- [原文]:
<<<<

著名作家黎戈评价说:“她的文章是活水养出的活鱼,悠游荡开,就像她写的植物,带着未干的春水的气息,润泽着我们在高速运转的现代生活碾压之下枯涸的内心。”
若你问我这书如何,我得说,在下着细雨的夜里,周遭寂静一片,你窝在沙发上或是被窝里,不想看情节热闹的小说,又乏于阅读长于逻辑的严肃书籍,那正好可以捧起这本书,啜着热茶,看她给你讲述那些平淡真实而又细碎熨帖的往日的乡村生活。
全书分为两个部分。
第一部分是“南方的雨”,收录的是描写江南风物的文章。这一部分又以春、夏、秋、冬四季的轮转形成一条时间线。每一个季节,都包含了相应的节气、草木、农事和民俗等内容。其中,“夏”所占篇幅最长,差不多是最短篇幅“冬”的三倍。从初春的“打猪草”到腊月里的“做糖”,江南水乡的普通人家寻常平淡的一年时光就这么悠悠地被记录了下来。
作家高军在该书的序言中说:“书枝写的乡村社会正在消失,而且速度越来越快。”这里所说的“消失”,并不是指乡村不存在了,而是指整个乡村在文化层面上已日益走向枯竭。当我们了解到这个事实后,再读书中的文字,便添了一种略带伤感的怀念与惆怅。无论她所描述的那个乡村生活是美好还是贫寒,在时间的浸润下,在文字自带的美化中,它都具有了一种带着距离感的美。但是,这种美却在以一种我们无法逆转的趋势和速度在飞速的崩塌和消失,难免使人心头涌起一股怅惘与失落。

>>>>

- [已知材料]:
<<<<

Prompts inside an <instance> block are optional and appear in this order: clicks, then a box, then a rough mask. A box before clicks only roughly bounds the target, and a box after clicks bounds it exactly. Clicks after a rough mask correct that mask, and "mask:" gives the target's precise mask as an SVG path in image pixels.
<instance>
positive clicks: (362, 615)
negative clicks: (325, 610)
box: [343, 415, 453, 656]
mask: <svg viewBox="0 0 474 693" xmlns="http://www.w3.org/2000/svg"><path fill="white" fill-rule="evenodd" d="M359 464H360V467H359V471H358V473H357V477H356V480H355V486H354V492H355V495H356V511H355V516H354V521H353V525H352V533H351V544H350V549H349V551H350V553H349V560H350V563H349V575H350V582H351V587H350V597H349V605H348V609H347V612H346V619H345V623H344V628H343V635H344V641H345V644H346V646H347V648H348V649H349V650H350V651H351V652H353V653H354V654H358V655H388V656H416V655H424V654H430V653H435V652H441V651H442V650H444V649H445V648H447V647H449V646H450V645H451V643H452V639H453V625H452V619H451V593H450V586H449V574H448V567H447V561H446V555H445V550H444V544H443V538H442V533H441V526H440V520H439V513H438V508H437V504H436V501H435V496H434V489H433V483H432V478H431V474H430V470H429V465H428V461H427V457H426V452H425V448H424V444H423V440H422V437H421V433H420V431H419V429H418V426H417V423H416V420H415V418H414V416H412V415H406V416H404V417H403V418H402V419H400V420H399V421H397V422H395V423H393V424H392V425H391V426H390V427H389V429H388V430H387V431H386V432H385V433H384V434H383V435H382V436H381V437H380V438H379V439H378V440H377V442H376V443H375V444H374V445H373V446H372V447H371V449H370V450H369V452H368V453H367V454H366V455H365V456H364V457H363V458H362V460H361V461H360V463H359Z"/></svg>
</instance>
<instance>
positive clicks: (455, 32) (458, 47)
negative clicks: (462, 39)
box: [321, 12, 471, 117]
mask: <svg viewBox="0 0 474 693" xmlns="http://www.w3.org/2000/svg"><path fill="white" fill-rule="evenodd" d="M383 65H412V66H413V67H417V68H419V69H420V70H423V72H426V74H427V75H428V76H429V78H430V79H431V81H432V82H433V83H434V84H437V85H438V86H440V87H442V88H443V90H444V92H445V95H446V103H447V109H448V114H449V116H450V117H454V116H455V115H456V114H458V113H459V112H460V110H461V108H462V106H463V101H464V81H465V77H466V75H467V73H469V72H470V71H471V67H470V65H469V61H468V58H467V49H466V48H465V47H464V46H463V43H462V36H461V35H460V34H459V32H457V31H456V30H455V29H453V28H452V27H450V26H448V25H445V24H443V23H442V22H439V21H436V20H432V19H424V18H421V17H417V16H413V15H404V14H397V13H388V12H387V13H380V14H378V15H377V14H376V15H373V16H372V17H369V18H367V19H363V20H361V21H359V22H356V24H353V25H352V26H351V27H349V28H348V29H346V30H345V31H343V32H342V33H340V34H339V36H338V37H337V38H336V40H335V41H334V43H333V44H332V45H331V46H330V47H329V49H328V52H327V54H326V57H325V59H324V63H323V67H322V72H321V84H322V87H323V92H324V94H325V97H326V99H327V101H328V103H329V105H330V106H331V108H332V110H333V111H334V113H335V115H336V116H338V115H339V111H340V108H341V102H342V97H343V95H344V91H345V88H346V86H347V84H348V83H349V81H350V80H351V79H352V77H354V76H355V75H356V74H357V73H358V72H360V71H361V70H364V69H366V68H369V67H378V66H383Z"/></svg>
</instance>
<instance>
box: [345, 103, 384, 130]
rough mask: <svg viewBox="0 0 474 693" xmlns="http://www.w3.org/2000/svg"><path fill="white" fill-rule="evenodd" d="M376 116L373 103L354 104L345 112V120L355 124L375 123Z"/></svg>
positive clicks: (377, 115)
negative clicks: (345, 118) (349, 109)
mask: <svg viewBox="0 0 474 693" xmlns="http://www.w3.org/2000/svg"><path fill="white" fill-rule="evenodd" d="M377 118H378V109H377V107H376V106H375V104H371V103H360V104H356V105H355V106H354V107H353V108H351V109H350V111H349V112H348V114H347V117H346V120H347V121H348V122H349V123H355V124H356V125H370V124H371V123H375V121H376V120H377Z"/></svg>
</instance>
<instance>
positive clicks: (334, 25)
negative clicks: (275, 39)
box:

>>>>

- [任务说明]:
把原文中从“若你问我这书如何,我得说,在”起到“使人心头涌起一股怅惘与失落。”止的文字一字不差地抄下来,首尾两处都包括在内。

- [参考答案]:
若你问我这书如何,我得说,在下着细雨的夜里,周遭寂静一片,你窝在沙发上或是被窝里,不想看情节热闹的小说,又乏于阅读长于逻辑的严肃书籍,那正好可以捧起这本书,啜着热茶,看她给你讲述那些平淡真实而又细碎熨帖的往日的乡村生活。
全书分为两个部分。
第一部分是“南方的雨”,收录的是描写江南风物的文章。这一部分又以春、夏、秋、冬四季的轮转形成一条时间线。每一个季节,都包含了相应的节气、草木、农事和民俗等内容。其中,“夏”所占篇幅最长,差不多是最短篇幅“冬”的三倍。从初春的“打猪草”到腊月里的“做糖”,江南水乡的普通人家寻常平淡的一年时光就这么悠悠地被记录了下来。
作家高军在该书的序言中说:“书枝写的乡村社会正在消失,而且速度越来越快。”这里所说的“消失”,并不是指乡村不存在了,而是指整个乡村在文化层面上已日益走向枯竭。当我们了解到这个事实后,再读书中的文字,便添了一种略带伤感的怀念与惆怅。无论她所描述的那个乡村生活是美好还是贫寒,在时间的浸润下,在文字自带的美化中,它都具有了一种带着距离感的美。但是,这种美却在以一种我们无法逆转的趋势和速度在飞速的崩塌和消失,难免使人心头涌起一股怅惘与失落。